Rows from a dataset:
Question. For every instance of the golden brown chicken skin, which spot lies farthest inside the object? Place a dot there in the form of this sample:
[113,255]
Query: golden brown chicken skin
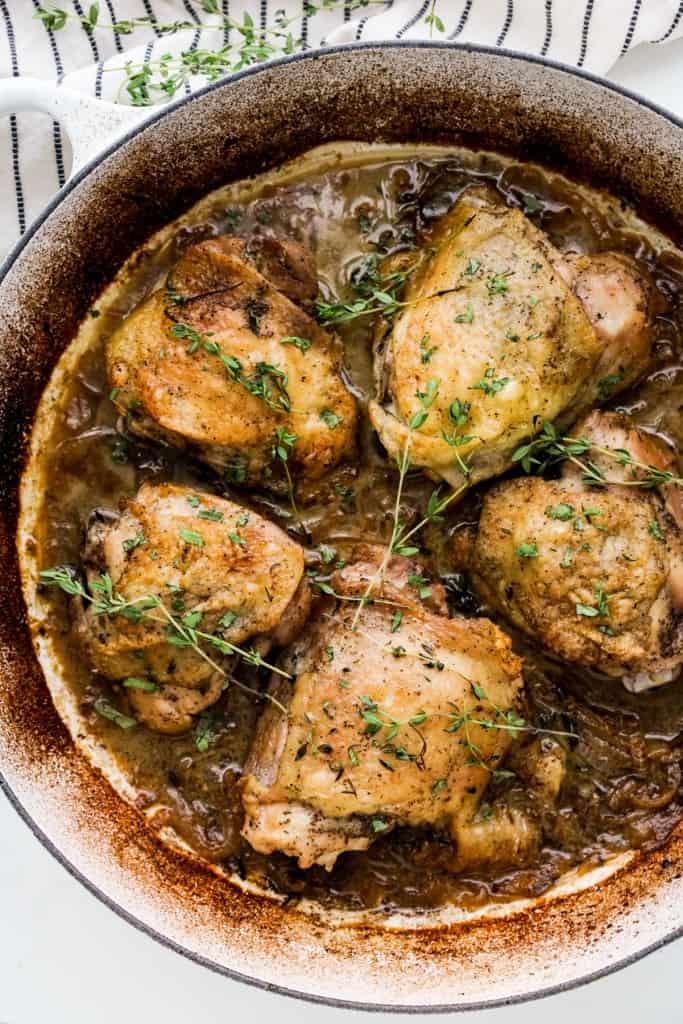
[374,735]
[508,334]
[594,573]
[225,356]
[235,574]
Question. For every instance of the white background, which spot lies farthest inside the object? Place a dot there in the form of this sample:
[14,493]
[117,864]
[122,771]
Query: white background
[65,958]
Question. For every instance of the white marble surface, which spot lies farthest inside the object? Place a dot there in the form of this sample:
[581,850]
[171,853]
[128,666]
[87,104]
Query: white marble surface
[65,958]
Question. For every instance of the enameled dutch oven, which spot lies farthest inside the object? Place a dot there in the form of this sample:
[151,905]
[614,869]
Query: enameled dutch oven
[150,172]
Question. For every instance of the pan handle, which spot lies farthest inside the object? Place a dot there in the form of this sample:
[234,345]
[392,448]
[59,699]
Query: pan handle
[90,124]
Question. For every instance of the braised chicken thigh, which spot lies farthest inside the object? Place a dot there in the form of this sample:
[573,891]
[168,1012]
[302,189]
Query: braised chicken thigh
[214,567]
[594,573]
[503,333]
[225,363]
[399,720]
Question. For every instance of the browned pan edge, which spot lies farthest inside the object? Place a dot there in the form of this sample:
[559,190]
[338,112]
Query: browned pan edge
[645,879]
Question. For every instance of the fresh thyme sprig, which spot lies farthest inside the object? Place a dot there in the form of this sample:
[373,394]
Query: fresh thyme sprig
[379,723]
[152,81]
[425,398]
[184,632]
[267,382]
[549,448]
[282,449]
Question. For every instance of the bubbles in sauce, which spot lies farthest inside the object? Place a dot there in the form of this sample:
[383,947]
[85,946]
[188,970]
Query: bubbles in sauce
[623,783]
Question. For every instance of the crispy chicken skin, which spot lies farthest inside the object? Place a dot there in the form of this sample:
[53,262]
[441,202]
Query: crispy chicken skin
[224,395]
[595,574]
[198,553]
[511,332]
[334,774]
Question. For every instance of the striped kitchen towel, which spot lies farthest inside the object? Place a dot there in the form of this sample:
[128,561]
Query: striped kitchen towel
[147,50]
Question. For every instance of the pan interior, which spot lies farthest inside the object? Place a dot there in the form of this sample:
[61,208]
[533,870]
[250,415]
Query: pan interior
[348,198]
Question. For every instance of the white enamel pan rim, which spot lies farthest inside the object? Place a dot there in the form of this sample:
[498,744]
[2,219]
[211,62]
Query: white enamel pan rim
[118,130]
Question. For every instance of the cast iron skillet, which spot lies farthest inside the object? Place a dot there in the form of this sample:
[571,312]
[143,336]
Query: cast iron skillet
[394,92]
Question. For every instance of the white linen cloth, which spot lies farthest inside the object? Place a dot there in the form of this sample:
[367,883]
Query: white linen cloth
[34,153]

▸ Task objective
The listing above needs to be output again exactly. Don't include the pictures.

▸ Response
Question. For every instance of the golden brown chicken skin, which spot lies farthest inside the object? Place a dot there in the form of this sample:
[113,255]
Query: golden brown chicken skin
[374,735]
[508,334]
[594,573]
[225,356]
[235,574]
Question. For every instance of the white background, which spot lies farthest inside the object? Place a dot there in the form of this sample:
[14,493]
[117,864]
[122,771]
Query: white background
[65,958]
Question. For every instance of the white marble surface, which spot lies farthest inside the object? Place a dot there in the form of this sample:
[581,850]
[171,853]
[128,666]
[87,104]
Query: white marble surface
[65,958]
Question. For every instance of the enameled dutch oven, which spot lies farthest inside the object? Place a dot there in the form of this sample:
[151,905]
[614,869]
Query: enameled dutch oven
[150,172]
Question. For every instance of the pan handle, which spot lies farthest inside the object? Place a dot there in the form of this sample:
[234,345]
[392,448]
[59,699]
Query: pan handle
[90,124]
Question. For every instance of the braised chicken thigh, which spot lies farthest inside the object? Place a dot there in the form of this sample:
[573,891]
[168,1012]
[302,189]
Query: braised chicken thigh
[214,567]
[594,573]
[503,333]
[225,363]
[399,720]
Question. For every instance of the browned pan edge, which spot lies farthest inside the object? Place a dot there in the form of this sample:
[559,190]
[338,112]
Query: browned pan edge
[645,879]
Question. For every instance of the fresh thyme sprig, which spot lies farthest inside the object? Place a dot there in the form of this sample:
[373,394]
Query: fresh thyme sprig
[379,723]
[152,81]
[425,398]
[184,632]
[267,382]
[549,448]
[282,449]
Question. For every instance of the bubbles in sauce, which spot lies farthest inside the object? Place a dot there in the form of this sample:
[383,947]
[85,946]
[188,970]
Query: bubbles in sauce
[623,783]
Question. For every instance of the crispy chicken skin, which spot lies farthest inside the object? Place a dot there in the form of this sample:
[53,262]
[441,202]
Query: crispy chicken skin
[224,395]
[595,574]
[198,553]
[511,332]
[334,774]
Question. For every instance of the striped kitchen towel, which spot lies farthest inside the object? Place a dot there in the form of this sample:
[128,561]
Query: striped kitchen towel
[147,50]
Question. For every instance of the pan interior, which spot lies farthest inside the object? Place a dot there in the form of this sample:
[61,208]
[533,870]
[250,415]
Query: pan interior
[348,198]
Question. For every instance of the white enamel pan rim, which spot lies farthest inside the object? Place a dot there in the form of this sample:
[498,744]
[2,219]
[211,62]
Query: white enamel pan rim
[118,130]
Question. For every instance of the cast iron skillet, which spot lies farthest inside the object? Place a dot there in the form of this sample:
[571,312]
[143,336]
Query: cast iron skillet
[394,92]
Question. For every instance of the white linen cloth, which spot lies farthest inside the object? Place a dot there in the form of this sample:
[367,883]
Query: white linen cloth
[34,153]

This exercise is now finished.